▸ **Task directions**:
Each entry needs to be duplicated exactly.

▸ **Provided data**:
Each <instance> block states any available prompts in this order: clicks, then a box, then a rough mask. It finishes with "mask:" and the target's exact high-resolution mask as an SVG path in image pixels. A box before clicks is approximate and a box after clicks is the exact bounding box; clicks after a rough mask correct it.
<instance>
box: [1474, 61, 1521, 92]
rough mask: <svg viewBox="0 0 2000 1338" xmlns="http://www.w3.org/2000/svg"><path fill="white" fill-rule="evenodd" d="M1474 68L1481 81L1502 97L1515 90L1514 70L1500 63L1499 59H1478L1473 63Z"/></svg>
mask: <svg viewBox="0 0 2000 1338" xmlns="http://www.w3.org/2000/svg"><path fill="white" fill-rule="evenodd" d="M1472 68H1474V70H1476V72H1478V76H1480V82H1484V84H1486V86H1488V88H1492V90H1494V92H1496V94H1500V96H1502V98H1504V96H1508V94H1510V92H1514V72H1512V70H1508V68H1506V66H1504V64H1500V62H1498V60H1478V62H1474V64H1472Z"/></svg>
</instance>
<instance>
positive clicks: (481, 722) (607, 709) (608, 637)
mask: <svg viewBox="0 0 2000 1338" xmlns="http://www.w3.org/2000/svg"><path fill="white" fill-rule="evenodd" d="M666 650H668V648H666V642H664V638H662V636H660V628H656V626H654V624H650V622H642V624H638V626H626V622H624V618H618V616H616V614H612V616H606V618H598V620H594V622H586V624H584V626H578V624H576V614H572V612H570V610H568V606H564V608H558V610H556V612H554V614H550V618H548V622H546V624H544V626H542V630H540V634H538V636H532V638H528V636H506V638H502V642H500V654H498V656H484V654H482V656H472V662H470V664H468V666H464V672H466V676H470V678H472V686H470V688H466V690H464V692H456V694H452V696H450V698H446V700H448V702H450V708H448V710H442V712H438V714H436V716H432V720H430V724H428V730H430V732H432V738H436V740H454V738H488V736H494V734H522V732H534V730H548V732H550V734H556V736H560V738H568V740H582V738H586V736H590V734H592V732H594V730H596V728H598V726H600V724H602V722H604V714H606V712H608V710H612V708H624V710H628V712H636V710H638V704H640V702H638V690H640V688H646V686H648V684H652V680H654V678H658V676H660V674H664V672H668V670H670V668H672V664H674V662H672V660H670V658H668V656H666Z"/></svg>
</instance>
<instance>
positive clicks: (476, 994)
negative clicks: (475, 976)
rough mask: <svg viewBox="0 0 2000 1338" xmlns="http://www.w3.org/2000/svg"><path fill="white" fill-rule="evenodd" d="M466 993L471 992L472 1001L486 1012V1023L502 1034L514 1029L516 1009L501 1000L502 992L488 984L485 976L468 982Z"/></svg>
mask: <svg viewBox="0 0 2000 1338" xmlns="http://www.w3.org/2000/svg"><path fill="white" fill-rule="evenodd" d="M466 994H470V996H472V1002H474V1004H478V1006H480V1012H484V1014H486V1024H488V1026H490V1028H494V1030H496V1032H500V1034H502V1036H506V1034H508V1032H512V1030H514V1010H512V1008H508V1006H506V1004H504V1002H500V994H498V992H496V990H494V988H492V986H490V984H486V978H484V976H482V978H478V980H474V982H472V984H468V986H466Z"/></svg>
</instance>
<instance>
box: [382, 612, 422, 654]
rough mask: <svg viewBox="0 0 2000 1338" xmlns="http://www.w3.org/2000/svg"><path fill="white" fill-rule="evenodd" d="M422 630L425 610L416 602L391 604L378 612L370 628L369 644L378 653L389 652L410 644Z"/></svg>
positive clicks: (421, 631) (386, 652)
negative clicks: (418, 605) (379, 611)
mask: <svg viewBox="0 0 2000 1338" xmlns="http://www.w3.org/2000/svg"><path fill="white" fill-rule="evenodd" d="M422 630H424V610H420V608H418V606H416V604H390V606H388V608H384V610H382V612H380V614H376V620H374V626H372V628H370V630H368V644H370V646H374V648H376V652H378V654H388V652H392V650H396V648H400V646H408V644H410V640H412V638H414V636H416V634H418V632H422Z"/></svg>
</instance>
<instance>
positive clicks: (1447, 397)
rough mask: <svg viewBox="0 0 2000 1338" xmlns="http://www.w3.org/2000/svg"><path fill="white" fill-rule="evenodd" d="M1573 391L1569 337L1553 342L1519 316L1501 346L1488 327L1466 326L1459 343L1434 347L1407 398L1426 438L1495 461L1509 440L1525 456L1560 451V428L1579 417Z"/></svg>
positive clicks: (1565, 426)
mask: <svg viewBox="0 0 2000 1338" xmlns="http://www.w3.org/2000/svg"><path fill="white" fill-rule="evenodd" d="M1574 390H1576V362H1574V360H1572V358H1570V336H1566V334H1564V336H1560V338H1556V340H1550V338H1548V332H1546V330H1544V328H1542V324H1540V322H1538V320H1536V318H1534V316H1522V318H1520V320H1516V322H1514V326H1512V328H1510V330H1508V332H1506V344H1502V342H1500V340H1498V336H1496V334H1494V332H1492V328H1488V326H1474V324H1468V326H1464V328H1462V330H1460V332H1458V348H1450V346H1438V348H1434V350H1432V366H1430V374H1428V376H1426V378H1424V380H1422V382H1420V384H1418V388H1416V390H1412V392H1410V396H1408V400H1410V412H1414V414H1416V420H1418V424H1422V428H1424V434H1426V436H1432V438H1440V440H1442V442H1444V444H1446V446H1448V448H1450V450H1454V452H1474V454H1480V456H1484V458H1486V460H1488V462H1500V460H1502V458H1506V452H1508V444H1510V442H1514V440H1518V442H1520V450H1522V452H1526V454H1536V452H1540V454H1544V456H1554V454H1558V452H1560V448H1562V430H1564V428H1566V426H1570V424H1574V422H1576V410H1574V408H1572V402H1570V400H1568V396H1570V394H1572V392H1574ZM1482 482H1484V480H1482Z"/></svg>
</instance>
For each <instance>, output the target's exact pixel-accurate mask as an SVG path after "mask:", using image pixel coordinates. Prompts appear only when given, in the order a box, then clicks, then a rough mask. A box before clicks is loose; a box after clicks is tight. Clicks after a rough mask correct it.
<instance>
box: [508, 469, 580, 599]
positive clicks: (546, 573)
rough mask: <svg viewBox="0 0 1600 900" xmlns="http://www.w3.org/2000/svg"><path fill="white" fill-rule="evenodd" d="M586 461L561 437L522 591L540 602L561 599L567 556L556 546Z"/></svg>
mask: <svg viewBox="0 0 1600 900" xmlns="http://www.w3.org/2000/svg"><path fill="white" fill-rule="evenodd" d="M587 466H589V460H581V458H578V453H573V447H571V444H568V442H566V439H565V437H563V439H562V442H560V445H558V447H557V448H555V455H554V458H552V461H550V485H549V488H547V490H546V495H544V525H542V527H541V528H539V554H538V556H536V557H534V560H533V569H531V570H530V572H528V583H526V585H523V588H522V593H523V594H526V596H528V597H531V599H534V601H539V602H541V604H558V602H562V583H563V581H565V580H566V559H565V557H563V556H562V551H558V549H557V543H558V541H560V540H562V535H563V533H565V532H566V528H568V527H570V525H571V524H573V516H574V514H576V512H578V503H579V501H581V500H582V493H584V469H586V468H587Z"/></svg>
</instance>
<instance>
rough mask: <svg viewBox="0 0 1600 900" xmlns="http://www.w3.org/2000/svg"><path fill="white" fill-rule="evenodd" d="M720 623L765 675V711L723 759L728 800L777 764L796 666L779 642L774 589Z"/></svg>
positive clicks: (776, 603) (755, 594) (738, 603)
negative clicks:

▸ **Reply to the exercise**:
Each <instance> block states any available prompts in this order: clicks, then a box, then a rough mask. It finishes with "mask:" and the target's exact high-resolution mask as an SVG path in image pixels. A box before clicks is approximate and a box after clicks is the exact bounding box; clicks after a rough mask correct it.
<instance>
box: [1474, 61, 1521, 92]
rough mask: <svg viewBox="0 0 2000 1338" xmlns="http://www.w3.org/2000/svg"><path fill="white" fill-rule="evenodd" d="M1474 68L1481 81L1502 97L1515 90L1514 70L1500 63L1499 59H1478L1473 63Z"/></svg>
mask: <svg viewBox="0 0 2000 1338" xmlns="http://www.w3.org/2000/svg"><path fill="white" fill-rule="evenodd" d="M1472 68H1474V70H1476V72H1478V76H1480V82H1484V84H1486V86H1488V88H1492V90H1494V92H1496V94H1500V96H1502V98H1504V96H1508V94H1510V92H1514V72H1512V70H1508V68H1506V66H1504V64H1500V62H1498V60H1478V62H1474V64H1472Z"/></svg>
</instance>
<instance>
positive clicks: (481, 722) (607, 709) (608, 637)
mask: <svg viewBox="0 0 2000 1338" xmlns="http://www.w3.org/2000/svg"><path fill="white" fill-rule="evenodd" d="M666 650H668V648H666V642H664V638H662V636H660V628H656V626H654V624H650V622H642V624H638V626H626V622H624V618H618V616H616V614H612V616H606V618H598V620H594V622H586V624H584V626H578V624H576V614H572V612H570V610H568V606H564V608H558V610H556V612H554V614H550V618H548V622H546V624H544V626H542V630H540V634H538V636H532V638H528V636H506V638H502V642H500V654H498V656H484V654H482V656H472V662H470V664H468V666H464V672H466V676H470V678H472V686H470V688H466V690H464V692H456V694H452V696H450V698H446V700H448V702H450V708H448V710H442V712H438V714H436V716H432V720H430V724H428V730H430V732H432V738H436V740H454V738H488V736H494V734H522V732H534V730H548V732H550V734H556V736H560V738H568V740H582V738H586V736H590V734H592V732H594V730H596V728H598V726H600V724H602V722H604V714H606V712H608V710H612V708H624V710H628V712H636V710H638V704H640V702H638V690H640V688H646V686H648V684H652V680H654V678H658V676H660V674H664V672H668V670H670V668H672V664H674V662H672V660H670V658H668V656H666Z"/></svg>
</instance>
<instance>
positive clicks: (476, 994)
negative clicks: (475, 976)
rough mask: <svg viewBox="0 0 2000 1338" xmlns="http://www.w3.org/2000/svg"><path fill="white" fill-rule="evenodd" d="M466 993L471 992L472 1001L486 1012V1023L502 1034L514 1029L516 1009L501 1000L502 992L488 984L485 976L468 982Z"/></svg>
mask: <svg viewBox="0 0 2000 1338" xmlns="http://www.w3.org/2000/svg"><path fill="white" fill-rule="evenodd" d="M466 994H470V996H472V1002H474V1004H478V1006H480V1012H484V1014H486V1024H488V1026H490V1028H494V1030H496V1032H500V1034H502V1036H506V1034H508V1032H512V1030H514V1010H512V1008H508V1006H506V1004H504V1002H500V994H498V992H496V990H494V988H492V986H490V984H486V978H484V976H482V978H478V980H474V982H472V984H468V986H466Z"/></svg>
</instance>
<instance>
box: [382, 612, 422, 654]
rough mask: <svg viewBox="0 0 2000 1338" xmlns="http://www.w3.org/2000/svg"><path fill="white" fill-rule="evenodd" d="M422 630L425 610L416 602L391 604L378 612L370 628L369 644L378 653L389 652L410 644Z"/></svg>
positive clicks: (421, 631) (386, 652)
negative clicks: (418, 605) (379, 611)
mask: <svg viewBox="0 0 2000 1338" xmlns="http://www.w3.org/2000/svg"><path fill="white" fill-rule="evenodd" d="M422 630H424V610H420V608H418V606H416V604H390V606H388V608H384V610H382V612H380V614H376V620H374V626H372V628H370V630H368V644H370V646H374V648H376V652H378V654H388V652H392V650H396V648H400V646H408V644H410V640H412V638H414V636H416V634H418V632H422Z"/></svg>
</instance>
<instance>
positive clicks: (1447, 397)
rough mask: <svg viewBox="0 0 2000 1338" xmlns="http://www.w3.org/2000/svg"><path fill="white" fill-rule="evenodd" d="M1573 391L1569 337L1553 342L1519 316L1501 346L1488 327L1466 326L1459 343L1434 347L1407 398L1426 438L1495 461L1509 440L1525 456L1560 451V428L1579 417Z"/></svg>
positive clicks: (1565, 426)
mask: <svg viewBox="0 0 2000 1338" xmlns="http://www.w3.org/2000/svg"><path fill="white" fill-rule="evenodd" d="M1574 390H1576V362H1574V360H1572V358H1570V336H1566V334H1564V336H1560V338H1556V340H1550V338H1548V332H1546V330H1544V328H1542V324H1540V322H1538V320H1536V318H1534V316H1522V318H1520V320H1516V322H1514V326H1512V328H1510V330H1508V332H1506V344H1502V342H1500V340H1498V336H1496V334H1494V332H1492V328H1488V326H1474V324H1468V326H1464V328H1462V330H1460V332H1458V348H1450V346H1438V348H1434V350H1432V366H1430V374H1428V376H1426V378H1424V380H1422V382H1420V384H1418V388H1416V390H1412V392H1410V396H1408V400H1410V412H1414V414H1416V420H1418V424H1422V428H1424V434H1426V436H1432V438H1440V440H1442V442H1444V444H1446V446H1448V448H1450V450H1454V452H1474V454H1480V456H1484V458H1486V460H1488V462H1500V460H1502V458H1506V452H1508V444H1510V442H1514V440H1518V442H1520V450H1522V452H1526V454H1536V452H1540V454H1544V456H1554V454H1558V452H1560V448H1562V430H1564V428H1566V426H1570V424H1574V422H1576V410H1574V408H1572V402H1570V400H1568V396H1570V394H1572V392H1574ZM1482 482H1484V480H1482Z"/></svg>
</instance>
For each <instance>, output the target's exact pixel-accurate mask as an SVG path after "mask:", using image pixel coordinates. Prompts appear only when given, in the order a box, then clicks, then a rough mask. A box before clicks is loose; a box after clicks is tight. Clicks after a rough mask correct it.
<instance>
box: [508, 469, 580, 599]
positive clicks: (546, 573)
rough mask: <svg viewBox="0 0 1600 900" xmlns="http://www.w3.org/2000/svg"><path fill="white" fill-rule="evenodd" d="M586 461L561 437L522 591L540 602L561 599L567 556L556 546Z"/></svg>
mask: <svg viewBox="0 0 1600 900" xmlns="http://www.w3.org/2000/svg"><path fill="white" fill-rule="evenodd" d="M587 466H589V460H581V458H578V453H573V447H571V444H568V442H566V439H565V437H563V439H562V442H560V445H558V447H557V448H555V455H554V458H552V461H550V485H549V488H547V490H546V495H544V525H542V527H541V528H539V554H538V556H536V557H534V560H533V569H531V570H530V572H528V583H526V585H523V588H522V593H523V594H526V596H528V597H531V599H534V601H539V602H541V604H558V602H562V583H563V581H565V580H566V559H565V557H563V556H562V551H558V549H557V543H558V541H560V540H562V535H563V533H565V532H566V528H568V527H570V525H571V524H573V516H574V514H576V512H578V503H579V501H581V500H582V493H584V469H586V468H587Z"/></svg>
</instance>
<instance>
rough mask: <svg viewBox="0 0 1600 900" xmlns="http://www.w3.org/2000/svg"><path fill="white" fill-rule="evenodd" d="M720 623L765 675V711L723 759L728 800L777 764L796 666L779 642L774 589Z"/></svg>
positive clicks: (776, 603) (755, 594) (738, 603)
negative clicks:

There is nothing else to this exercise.